- **TASK INSTRUCTIONS**
Those lines of the records that contain "wooden" are to be located and copied.

(SOURCE DATA Opens)

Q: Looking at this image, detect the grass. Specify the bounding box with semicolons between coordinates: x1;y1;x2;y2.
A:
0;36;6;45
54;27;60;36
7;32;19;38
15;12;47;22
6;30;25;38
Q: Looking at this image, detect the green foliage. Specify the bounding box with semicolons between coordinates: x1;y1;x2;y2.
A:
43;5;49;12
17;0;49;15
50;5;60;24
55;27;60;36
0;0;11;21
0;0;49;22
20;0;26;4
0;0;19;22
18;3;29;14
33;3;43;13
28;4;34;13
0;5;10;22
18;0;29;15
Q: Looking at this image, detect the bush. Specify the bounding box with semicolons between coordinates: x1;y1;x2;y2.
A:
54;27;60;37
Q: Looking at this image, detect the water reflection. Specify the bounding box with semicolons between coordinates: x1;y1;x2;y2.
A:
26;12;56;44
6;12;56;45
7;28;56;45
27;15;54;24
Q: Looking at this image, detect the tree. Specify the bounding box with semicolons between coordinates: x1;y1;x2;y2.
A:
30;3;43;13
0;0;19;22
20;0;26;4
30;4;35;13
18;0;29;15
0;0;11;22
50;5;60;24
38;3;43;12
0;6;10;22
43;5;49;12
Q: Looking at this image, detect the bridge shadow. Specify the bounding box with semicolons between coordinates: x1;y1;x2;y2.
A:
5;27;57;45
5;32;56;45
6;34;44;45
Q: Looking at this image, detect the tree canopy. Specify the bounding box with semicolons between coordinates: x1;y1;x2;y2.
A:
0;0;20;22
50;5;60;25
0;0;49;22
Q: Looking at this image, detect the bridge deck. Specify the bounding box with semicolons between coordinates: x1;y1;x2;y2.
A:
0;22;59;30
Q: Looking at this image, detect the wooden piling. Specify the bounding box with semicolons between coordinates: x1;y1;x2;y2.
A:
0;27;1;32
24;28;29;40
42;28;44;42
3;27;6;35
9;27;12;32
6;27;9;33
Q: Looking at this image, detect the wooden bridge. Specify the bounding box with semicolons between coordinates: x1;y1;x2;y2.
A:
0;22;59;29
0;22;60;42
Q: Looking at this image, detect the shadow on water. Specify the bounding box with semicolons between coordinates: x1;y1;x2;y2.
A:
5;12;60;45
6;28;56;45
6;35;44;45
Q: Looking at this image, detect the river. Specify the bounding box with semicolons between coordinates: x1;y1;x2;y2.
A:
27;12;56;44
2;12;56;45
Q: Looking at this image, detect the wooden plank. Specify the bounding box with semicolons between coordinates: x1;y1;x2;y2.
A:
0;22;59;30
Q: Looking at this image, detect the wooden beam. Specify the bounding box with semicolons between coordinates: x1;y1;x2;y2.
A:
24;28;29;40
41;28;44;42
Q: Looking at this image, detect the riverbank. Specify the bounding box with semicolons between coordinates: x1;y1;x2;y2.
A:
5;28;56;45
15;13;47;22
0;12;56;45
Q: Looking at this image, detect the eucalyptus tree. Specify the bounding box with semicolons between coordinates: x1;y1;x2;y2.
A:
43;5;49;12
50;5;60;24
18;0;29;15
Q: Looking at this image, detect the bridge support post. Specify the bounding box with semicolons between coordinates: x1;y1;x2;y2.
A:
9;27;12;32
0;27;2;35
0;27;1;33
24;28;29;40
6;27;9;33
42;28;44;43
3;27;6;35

(SOURCE DATA Closes)
(SOURCE DATA Opens)

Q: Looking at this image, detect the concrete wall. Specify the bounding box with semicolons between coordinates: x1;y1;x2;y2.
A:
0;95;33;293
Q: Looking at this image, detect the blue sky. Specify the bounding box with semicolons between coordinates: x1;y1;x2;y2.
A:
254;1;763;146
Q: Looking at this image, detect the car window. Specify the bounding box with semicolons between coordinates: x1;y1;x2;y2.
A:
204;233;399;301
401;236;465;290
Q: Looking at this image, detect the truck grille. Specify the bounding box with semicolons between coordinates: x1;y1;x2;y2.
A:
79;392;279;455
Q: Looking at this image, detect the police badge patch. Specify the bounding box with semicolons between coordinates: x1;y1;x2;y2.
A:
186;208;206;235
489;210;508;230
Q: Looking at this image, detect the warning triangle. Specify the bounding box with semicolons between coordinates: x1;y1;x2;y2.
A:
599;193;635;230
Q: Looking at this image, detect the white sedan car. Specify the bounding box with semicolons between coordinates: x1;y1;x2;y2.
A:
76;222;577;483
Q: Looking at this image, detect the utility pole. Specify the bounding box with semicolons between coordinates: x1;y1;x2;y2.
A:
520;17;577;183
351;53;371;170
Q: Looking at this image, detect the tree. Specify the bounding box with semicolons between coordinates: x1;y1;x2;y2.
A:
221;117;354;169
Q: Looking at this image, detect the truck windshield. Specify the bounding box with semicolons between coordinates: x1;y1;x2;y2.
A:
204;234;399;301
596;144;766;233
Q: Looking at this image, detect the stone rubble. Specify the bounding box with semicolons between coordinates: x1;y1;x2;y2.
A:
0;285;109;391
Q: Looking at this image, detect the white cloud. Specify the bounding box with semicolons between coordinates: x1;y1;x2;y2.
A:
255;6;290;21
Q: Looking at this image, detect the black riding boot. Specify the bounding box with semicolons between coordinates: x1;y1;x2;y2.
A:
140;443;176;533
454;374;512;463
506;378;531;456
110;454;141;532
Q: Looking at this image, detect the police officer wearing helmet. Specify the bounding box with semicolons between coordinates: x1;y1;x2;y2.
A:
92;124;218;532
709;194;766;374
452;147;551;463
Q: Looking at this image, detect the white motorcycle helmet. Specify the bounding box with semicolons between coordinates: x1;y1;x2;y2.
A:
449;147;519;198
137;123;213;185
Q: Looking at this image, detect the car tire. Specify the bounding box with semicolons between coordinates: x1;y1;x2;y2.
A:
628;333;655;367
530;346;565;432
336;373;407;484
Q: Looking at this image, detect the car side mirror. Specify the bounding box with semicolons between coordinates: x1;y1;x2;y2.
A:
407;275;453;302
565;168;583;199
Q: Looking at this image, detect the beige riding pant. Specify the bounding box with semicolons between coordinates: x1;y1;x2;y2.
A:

(SOURCE DATA Closes)

- **SOLUTION TO THIS EXERCISE**
Q: Looking at this image, detect the wooden piling. Specify the bounding box with semicolons between coordinates: x1;y1;x2;y2.
Q: Looking at this image, detect the wooden bridge. Specify the bounding box with semicolons between coordinates: x1;y1;x2;y2.
Q: Looking at this image, detect the wooden plank. Specify the bounding box with semicolons between coordinates: x1;y1;x2;y2.
Q: Looking at this image, detect the wooden beam. Specify the bounding box with semicolons between coordinates: x1;y1;x2;y2.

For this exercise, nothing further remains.